TASKS TO PERFORM:
• A. According to the letter on the city's pool plans, what are the estimated annual operational costs of the new pool?
• B. Retype the passage from the letter on the city's pool plans, starting at "I’m beginning to" and ending at "a probable option.".

READING TEXT:
────────────────────────────────────────

I’m beginning to seriously wonder just how the city measures its needs and goes about setting its priorities.

At the moment, it is charging ahead with plans to build a new pool for $38 million and $53 million. Operational costs are estimated at $1.2 million to $2.4 million annually. And they want to eliminate the golf course, which costs the city very little, and create a park, when we actually have a wealth of park lands in the city. Should I mention we spent hundreds of thousands of dollars on consultants just to reach this point?

Of course, the city knows it cannot continue down this path without new revenue, and it has pointed toward establishment of a new Metropolitan Parks District as a probable option.

A Metropolitan Parks District is attractive to the city because it can raise the money for the pool, and create a new revenue stream to pay for maintaining and improving city parks, which frees up money for the city to spend elsewhere.

────────────────────────────────────────

DATA LISTING:

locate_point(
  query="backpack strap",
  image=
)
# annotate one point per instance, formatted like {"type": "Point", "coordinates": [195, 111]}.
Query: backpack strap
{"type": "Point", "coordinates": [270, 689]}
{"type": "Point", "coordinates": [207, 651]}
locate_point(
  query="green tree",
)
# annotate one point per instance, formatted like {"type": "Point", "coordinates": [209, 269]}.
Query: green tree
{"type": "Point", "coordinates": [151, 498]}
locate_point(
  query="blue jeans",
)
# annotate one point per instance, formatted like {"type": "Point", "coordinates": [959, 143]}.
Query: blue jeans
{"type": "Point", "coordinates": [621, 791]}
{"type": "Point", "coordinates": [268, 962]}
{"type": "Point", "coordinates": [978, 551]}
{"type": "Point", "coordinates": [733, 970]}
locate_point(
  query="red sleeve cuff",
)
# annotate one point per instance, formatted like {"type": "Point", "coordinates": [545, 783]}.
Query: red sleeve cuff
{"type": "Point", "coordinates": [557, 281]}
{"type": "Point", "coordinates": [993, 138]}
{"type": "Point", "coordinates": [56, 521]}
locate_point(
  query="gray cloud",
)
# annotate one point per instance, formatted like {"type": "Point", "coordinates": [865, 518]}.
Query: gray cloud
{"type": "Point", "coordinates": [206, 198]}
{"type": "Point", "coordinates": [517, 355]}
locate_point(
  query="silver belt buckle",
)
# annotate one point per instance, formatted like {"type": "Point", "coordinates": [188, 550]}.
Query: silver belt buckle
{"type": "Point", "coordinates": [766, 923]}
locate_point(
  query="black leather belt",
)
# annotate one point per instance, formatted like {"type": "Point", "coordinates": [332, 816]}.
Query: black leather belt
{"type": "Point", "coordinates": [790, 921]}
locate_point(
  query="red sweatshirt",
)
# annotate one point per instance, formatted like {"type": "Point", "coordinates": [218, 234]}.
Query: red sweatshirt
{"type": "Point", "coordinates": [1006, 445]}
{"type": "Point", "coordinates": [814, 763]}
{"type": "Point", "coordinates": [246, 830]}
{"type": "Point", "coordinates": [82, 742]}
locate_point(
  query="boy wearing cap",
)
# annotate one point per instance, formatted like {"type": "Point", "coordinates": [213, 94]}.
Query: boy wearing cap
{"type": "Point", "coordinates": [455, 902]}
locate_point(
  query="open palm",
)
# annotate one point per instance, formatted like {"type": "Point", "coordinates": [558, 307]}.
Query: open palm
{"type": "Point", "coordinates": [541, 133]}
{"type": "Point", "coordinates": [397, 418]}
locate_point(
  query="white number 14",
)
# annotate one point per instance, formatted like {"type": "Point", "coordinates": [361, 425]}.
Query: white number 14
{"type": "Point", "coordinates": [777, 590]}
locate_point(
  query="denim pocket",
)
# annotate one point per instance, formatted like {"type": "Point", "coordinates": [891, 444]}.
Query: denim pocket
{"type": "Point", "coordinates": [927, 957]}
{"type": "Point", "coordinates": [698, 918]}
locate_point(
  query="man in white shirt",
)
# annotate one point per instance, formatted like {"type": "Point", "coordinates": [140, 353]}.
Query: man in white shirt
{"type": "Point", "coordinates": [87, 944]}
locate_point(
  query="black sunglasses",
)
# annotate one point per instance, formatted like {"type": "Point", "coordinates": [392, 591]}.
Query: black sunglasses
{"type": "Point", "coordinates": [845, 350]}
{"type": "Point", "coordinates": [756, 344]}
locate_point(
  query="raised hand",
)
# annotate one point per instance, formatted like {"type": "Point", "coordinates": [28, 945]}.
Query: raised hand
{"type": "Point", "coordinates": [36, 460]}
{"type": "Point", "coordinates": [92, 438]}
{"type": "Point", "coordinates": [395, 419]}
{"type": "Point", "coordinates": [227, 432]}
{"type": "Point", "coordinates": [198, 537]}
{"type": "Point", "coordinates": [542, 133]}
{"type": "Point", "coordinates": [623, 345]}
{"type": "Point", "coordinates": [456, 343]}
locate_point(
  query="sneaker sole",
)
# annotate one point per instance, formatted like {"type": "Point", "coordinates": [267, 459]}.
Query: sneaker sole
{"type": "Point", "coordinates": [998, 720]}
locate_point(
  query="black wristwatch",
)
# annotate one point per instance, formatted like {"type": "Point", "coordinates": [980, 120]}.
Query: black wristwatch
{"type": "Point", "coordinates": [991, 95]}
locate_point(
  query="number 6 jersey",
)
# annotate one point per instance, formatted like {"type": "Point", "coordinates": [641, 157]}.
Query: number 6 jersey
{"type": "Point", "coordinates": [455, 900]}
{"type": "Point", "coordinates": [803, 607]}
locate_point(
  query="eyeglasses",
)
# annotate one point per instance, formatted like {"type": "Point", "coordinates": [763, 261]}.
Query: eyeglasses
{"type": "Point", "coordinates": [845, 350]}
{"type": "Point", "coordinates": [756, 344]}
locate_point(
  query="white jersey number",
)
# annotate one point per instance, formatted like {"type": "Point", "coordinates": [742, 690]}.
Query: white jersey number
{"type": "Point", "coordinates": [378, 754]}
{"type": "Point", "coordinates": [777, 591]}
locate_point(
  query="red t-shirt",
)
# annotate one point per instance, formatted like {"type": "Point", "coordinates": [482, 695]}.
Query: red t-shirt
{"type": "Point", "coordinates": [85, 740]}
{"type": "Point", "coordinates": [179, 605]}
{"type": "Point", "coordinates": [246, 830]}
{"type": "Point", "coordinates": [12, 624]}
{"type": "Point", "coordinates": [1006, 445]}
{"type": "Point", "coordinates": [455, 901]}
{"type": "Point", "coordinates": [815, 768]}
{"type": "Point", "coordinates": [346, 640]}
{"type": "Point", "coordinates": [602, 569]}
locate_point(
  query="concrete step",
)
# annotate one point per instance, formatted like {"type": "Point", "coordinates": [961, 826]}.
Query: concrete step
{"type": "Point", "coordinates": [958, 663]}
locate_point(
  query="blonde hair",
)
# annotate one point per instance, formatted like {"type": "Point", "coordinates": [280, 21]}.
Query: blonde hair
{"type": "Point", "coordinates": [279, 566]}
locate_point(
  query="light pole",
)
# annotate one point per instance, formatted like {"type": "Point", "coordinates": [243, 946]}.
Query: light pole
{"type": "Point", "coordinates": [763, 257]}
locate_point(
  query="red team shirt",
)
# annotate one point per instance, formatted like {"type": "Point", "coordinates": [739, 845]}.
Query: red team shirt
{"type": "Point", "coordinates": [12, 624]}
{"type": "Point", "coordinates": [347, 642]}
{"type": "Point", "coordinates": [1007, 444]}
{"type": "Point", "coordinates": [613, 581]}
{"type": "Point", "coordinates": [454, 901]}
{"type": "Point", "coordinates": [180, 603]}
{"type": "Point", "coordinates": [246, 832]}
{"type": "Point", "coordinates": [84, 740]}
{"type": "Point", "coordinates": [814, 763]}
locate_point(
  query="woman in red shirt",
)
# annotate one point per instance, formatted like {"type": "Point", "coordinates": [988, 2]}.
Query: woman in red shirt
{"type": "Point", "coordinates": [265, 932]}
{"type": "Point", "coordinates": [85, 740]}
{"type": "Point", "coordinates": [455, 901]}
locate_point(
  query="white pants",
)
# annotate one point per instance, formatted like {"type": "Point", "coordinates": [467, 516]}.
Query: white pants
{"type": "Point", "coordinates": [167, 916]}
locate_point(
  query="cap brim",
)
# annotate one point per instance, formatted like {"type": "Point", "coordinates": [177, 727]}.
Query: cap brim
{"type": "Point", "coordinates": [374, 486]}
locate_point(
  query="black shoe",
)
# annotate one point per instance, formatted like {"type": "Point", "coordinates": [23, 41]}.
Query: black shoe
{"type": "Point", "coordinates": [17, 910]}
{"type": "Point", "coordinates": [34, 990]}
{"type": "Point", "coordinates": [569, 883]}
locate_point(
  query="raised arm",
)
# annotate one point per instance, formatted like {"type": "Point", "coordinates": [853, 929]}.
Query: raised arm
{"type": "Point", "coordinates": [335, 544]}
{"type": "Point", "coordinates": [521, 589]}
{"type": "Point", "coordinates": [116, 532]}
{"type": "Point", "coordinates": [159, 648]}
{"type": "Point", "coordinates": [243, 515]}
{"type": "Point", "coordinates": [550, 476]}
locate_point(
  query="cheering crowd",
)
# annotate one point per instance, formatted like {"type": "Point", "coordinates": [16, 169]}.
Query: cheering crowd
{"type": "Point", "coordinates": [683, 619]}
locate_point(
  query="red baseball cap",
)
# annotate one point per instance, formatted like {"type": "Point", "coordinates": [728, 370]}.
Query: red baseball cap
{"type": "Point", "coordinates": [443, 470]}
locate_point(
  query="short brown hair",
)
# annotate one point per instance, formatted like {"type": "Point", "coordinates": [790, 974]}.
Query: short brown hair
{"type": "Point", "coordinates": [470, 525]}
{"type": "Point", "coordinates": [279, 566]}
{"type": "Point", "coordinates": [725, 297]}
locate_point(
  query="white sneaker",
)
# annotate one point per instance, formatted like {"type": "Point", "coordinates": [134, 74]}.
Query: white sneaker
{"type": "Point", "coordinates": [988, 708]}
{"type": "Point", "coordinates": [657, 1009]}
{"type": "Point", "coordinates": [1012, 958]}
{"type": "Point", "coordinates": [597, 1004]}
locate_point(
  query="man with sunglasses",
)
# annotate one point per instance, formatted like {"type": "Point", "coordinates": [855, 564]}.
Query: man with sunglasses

────────────────────────────────────────

SOLUTIONS BELOW:
• A. $1.2 million to $2.4 million annually.

• B.
I’m beginning to seriously wonder just how the city measures its needs and goes about setting its priorities.

At the moment, it is charging ahead with plans to build a new pool for $38 million and $53 million. Operational costs are estimated at $1.2 million to $2.4 million annually. And they want to eliminate the golf course, which costs the city very little, and create a park, when we actually have a wealth of park lands in the city. Should I mention we spent hundreds of thousands of dollars on consultants just to reach this point?

Of course, the city knows it cannot continue down this path without new revenue, and it has pointed toward establishment of a new Metropolitan Parks District as a probable option.